(What the task asks) Pick up the Jessup soil series description below, the text placed ahead of the material, and continue it from its final sentence.

(Supplied passage)
....

COMPETING SERIES: These are the Beasley, Bledsoe, Bonnell, Brashear, Bratton, Bucklick, Caneyville, Cosperville, Donahue, Eden, Elba, Enott, Estate, Faywood, Fredonia, Haggatt, Heitt, Heverlo, Kewaunee, Lowell, Markland, Milton, Mountpleasant, Muncie, Shrouts, and Vandalia series. Of these, only Bonnell, Cosperville, Heverlo, Kewaunee, Milton, Mountpleasant, and Muncie soils contain glacial erratics. Bonnell, Kewaunee, and Muncie soils have the lower part of their sola formed in till and have some crystalline rocks in the lower part of the solum. Cosperville soils do not have a loess mantle and textures containing more than 50 percent silt in the upper part of the series control section. Heverlo soils have a paralithic contact within a depth of 102 cm (40 inches). Milton soils have a lithic contact within a depth 102 cm (40 inches). Mountpleasant soils have carbonates within a depth of 91 cm (36 inches).

GEOGRAPHIC SETTING: Jessup soils are on glaciated uplands near the margin of the Illinoian till sheet. They are on upper shoulders below areas of thicker till or are on narrow, beveled interfluves. Slope ranges from 1 to 35 percent. The soils formed in a mantle of loess 25 to 61 cm (10 to 24 inches) thick and in the underlying weathered Illinoian till and residuum from calcareous Ordovician shale and thin strata of limestone. Mean annual precipitation ranges from 965 to 1168 mm (38 to 46 inches). Mean annual air temperature ranges from 11 to 14 degrees C (51 to 57 degrees F).

....

(Supplied data)
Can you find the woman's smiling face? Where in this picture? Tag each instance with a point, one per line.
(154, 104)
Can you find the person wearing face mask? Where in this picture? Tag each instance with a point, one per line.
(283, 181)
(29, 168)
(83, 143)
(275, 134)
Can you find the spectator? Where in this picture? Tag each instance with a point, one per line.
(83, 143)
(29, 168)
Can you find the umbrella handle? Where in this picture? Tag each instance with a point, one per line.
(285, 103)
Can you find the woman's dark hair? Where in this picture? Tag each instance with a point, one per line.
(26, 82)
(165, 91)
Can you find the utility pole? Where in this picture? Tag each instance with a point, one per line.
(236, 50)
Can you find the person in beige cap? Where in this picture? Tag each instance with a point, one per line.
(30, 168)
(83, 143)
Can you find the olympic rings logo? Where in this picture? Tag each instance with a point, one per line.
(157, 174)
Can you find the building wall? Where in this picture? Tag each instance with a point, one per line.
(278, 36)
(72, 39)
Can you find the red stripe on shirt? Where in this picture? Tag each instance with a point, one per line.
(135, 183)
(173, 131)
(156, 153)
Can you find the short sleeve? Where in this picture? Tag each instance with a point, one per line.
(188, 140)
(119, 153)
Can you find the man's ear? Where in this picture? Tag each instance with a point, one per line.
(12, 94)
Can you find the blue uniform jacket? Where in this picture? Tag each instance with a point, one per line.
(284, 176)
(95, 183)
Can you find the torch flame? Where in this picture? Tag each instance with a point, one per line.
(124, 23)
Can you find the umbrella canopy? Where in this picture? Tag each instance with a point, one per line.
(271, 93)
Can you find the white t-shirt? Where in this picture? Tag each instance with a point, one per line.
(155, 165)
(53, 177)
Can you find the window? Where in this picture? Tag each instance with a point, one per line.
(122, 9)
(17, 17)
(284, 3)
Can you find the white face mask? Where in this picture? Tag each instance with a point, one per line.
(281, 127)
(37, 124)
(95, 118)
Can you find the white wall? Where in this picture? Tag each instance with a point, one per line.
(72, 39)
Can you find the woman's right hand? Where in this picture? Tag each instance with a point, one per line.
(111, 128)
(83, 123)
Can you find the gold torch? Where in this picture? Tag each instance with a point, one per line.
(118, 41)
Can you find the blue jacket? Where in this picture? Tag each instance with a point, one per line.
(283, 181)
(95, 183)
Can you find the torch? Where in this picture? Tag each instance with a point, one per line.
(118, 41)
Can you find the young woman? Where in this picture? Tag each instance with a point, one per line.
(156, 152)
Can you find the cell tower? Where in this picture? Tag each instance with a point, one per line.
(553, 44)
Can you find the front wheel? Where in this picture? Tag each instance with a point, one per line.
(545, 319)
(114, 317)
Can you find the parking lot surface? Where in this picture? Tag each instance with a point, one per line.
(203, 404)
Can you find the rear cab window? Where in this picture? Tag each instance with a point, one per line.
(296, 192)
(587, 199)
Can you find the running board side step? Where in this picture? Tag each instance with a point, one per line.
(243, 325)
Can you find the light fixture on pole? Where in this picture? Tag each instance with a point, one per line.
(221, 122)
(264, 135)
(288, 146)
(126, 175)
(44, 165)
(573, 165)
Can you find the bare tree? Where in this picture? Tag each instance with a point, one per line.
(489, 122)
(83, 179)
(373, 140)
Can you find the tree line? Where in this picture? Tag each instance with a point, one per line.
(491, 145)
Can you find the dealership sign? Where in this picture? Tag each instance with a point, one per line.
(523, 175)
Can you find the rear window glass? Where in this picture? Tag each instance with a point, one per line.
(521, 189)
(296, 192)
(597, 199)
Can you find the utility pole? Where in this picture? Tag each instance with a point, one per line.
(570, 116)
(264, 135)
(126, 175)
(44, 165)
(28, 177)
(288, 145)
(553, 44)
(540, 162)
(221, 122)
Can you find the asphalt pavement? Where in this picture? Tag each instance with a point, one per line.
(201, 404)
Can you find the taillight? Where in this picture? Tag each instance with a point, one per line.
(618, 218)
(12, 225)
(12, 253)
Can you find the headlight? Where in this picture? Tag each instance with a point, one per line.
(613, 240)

....

(Task output)
GEOGRAPHICALLY ASSOCIATED SOILS: These are the Cincinnati, Edenton, Fairmount, Faywood, Loudon, Otway, and Rossmoyne soils. Cincinnati and Rossmoyne soils are on broad interfluves having a thicker deposit of till and have fragipans. Edenton soils are moderately deep to bedrock, and are on upper shoulders and backslopes. Fairmount, Faywood, and Otway soils are in unglaciated areas and are on the steeper slopes that are dominated by limestone. The moderately well drained Loudon soils are on toeslopes and on broader interfluves than Jessup soils.

DRAINAGE AND SATURATED HYDRAULIC CONDUCTIVITY: Well drained. The potential for surface runoff is medium to very high. Saturated hydraulic conductivity is moderately low. Permeability is slow.

USE AND VEGETATION: Jessup soils are in cropland and pasture. Tobacco, corn, wheat, and clover-grass mixtures are the common crops. Native vegetation is hardwood forest.

DISTRIBUTION AND EXTENT: MLRA 114A in southwestern Ohio and MLRA 121 in northern Kentucky. The series is of small extent.

MLRA SOIL SURVEY REGIONAL OFFICE (MO) RESPONSIBLE: Indianapolis, Indiana.

SERIES ESTABLISHED: Brown County, Ohio, 1930.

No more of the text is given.